**Articolo:**
########################################
Il nome “Gerosa” potrebbe derivare dal latino “gerere rosam” (portar la rosa) perché sul suolo di questo paese il clima è mite e dolce e la primavera è sempre più avanti che negli altri luoghi. Il nome potrebbe anche derivare dalla configurazione del terreno molto ghiaioso e sassoso.

Gerosa è come adagiata sul sedile di un grande poltrona con a destra la cresta di Blello, a sinistra le cime del Sornadello e Castel della Regina, alle spalle il Pralongone e ai piedi Foppetta, Foppone e Foppa Calda.

La Forcella di Bura che dà il passo dalla Valle Brembilla a quella di Taleggio segna il confine settentrionale del territorio di Gerosa e il limite estremo della Valle Brembilla. Alla Forcella di Bura sorgeva una grande porta di pietra con arco dell’altezza di 6 metri alla cui sommità stavano infisse due lapidi: quella a lato nord ricordava la giurisdizione dell’arcivescovo di Milano ( Val Taleggio) l’altra dal lato opposto quello del Vescovo di Bergamo. La porta fu abbattuta nel 1856 quando fu costruita l’attuale strada di comunicazione tra la Val Brembilla e la Val Taleggio. Le due lapidi andarono perse.

XIV e XV secolo

Verso il 1300-1400 Venezia parteggiava per i Guelfi (sostenevano l’autorità della Chiesa), mentre Milano per i Ghibellini (sostenevano l’autorità dell’Impero ed erano ostili alla supremazia papale). Brembilla era ghibellina.

Nel 1405 i Guelfi della Valle Imagna e della Valle Brembana assaltarono e bruciarono Gerosa all’epoca legata a Brembilla.

Gerosa da quel evento in poi sembra diventare guelfa e quindi non partecipa alle continue ribellioni che Brembilla faceva contro la Repubblica Veneta.

Nel 1428 i Visconti di Milano con la pace di Ferrara cedono il Bergamasco a Venezia.

Gerosa fece pervenire alla Serenissima la domanda di essere separata da Brembilla e il Senato con una sua ducale del 1442, constatato che Gerosa fu sempre fedele a Venezia, concesse che fosse separata dal Comune di Brembilla ( ostile a Venezia) ed equiparata nei privilegi ai paesi della Valle Brembana inferiore.
########################################
**Da fare:** Trascrivi dal testo su Gerosa il tratto che va da "Verso il 1300-1400" fino a "Valle Brembana inferiore.". Il listato proviene da una fonte diversa dal testo su Gerosa.

**Dati forniti:**
########################################
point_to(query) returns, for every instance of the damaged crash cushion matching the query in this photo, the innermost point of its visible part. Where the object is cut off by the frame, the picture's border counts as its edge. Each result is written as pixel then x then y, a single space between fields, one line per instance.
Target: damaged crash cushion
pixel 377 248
########################################
**Risposta scritta:**
Verso il 1300-1400 Venezia parteggiava per i Guelfi (sostenevano l’autorità della Chiesa), mentre Milano per i Ghibellini (sostenevano l’autorità dell’Impero ed erano ostili alla supremazia papale). Brembilla era ghibellina.

Nel 1405 i Guelfi della Valle Imagna e della Valle Brembana assaltarono e bruciarono Gerosa all’epoca legata a Brembilla.

Gerosa da quel evento in poi sembra diventare guelfa e quindi non partecipa alle continue ribellioni che Brembilla faceva contro la Repubblica Veneta.

Nel 1428 i Visconti di Milano con la pace di Ferrara cedono il Bergamasco a Venezia.

Gerosa fece pervenire alla Serenissima la domanda di essere separata da Brembilla e il Senato con una sua ducale del 1442, constatato che Gerosa fu sempre fedele a Venezia, concesse che fosse separata dal Comune di Brembilla ( ostile a Venezia) ed equiparata nei privilegi ai paesi della Valle Brembana inferiore.